» Excerpted text:
Is it www.mydomain.tld or www.mydomain.com?
Reply With Quote
  #20  
Old 02-10-2005, 06:24 AM
calorie calorie is offline
 
Join Date: May 2003
Posts: 2,804
Благодарил(а): 0 раз(а)
Поблагодарили: 0 раз(а) в 0 сообщениях
Default

The vB 3.0.6 code in includes/sessions.php still *cough* does a hard remove of SIDs from bot requests.

- as of vB 3.0.3: (google|slurp@inktomi|yahoo! slurp)
- as of vB 3.0.4: (google|slurp@inktomi|yahoo! slurp)
- as of vB 3.0.5: (google|slurp@inktomi|yahoo! slurp)
- as of vB 3.0.6: (google|msnbot|yahoo! slurp)

This means that setting WOL bots via vBoptions does not automatically imply removal of SIDs from every bot request.

Note that WOL settings versus SID removal are two different things, as of the last time I checked (see this thread).

For as much as Zachery is a sweetie, as of vB 3.0.6, WOL bots via vBoptions do not automatically remove SIDs from every bot request.

Both hack1 and hack2 posted should still work for vB 3.0.3 through vB 3.0.6., and while I briefly looked at datastore, hack2 still uses a query.

» Entries shown:

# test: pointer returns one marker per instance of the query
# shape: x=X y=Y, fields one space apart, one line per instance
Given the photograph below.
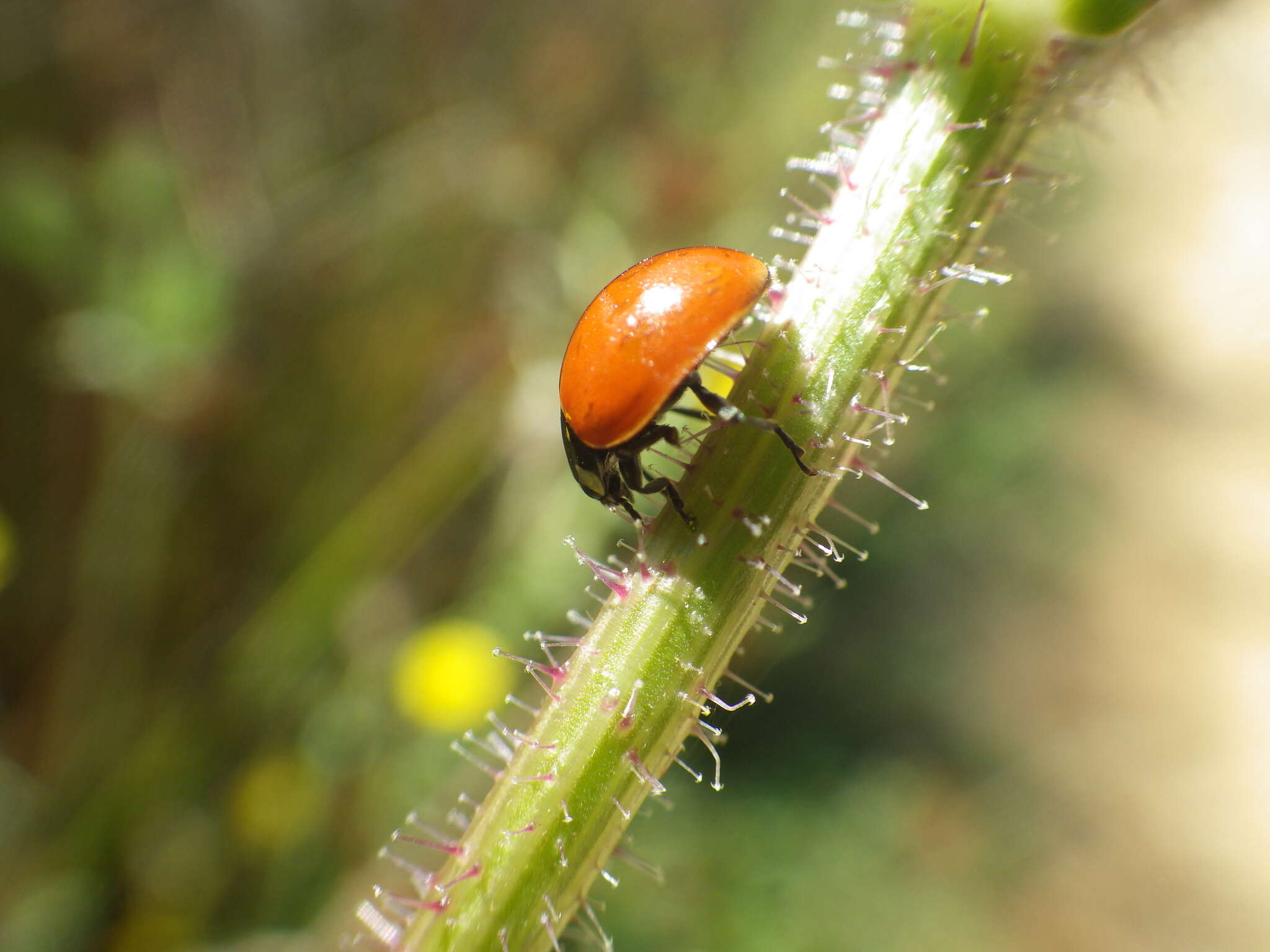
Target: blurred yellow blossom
x=446 y=677
x=276 y=801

» What is asked:
(1) Answer the following about the forum post on vBulletin session IDs, one line each:
(a) In which file is the code that removes SIDs from bot requests?
(b) Which bot name appears in the vB 3.0.6 pattern where earlier versions list "slurp@inktomi"?
(c) According to the final paragraph, what does hack2 still use?
(2) Extend the forum post about vBulletin session IDs, beginning right after its final sentence.

» Answers for this exercise:
(1)
(a) includes/sessions.php
(b) msnbot
(c) A query

(2)
Also note that, although MSNbot was added in includes/sessions.php as of vB 3.0.6, it will not prevent MSNbot (or any other bot) from making requests with SIDs if said bot has already requested pages using SIDs.

That is where the optional portion of the hacks comes into play! I have modified my optional portion, to be placed at the start of includes/init.php, as shown below. Of course, you could PHP include the code just the same.

Now, you need to realize that the below code is rather 'buttoned down' in that listed bots can only crawl forumdisplay, showthread, printthread, and index, and only certain query string type pieces related to those pages.

I worked my optional portion this way because I have no need for bots to consider, for example, showthread.php?t=xyz&page=a&pp=A different from showthread.php?t=xyz&page=a&pp=B, index.php? different from index.php, etcetera.

In my mind, robots.txt and meta tags options, etcetera, are not quite flexible enough, and do not have a fast enough response. Rather, I choose to 'button down that hatch' so to speak with forced 301s as shown below.

Of course, the below code does not preclude the use of a .htaccess file (your OS willing) so, whatever you do, the way you decide to handle bots is ultimately up to you, your OS willing.

Code:
/*************************************************************************************************************************************************************************/

// are $_SERVER['HTTP_USER_AGENT'] and $_SERVER['REQUEST_URI'] defined on your server?
// if the answer is no, do not apply this hack, as this hack needs those $_SERVER elements

// is your vB forum located at http://www.your-domain.com/index.php on your server?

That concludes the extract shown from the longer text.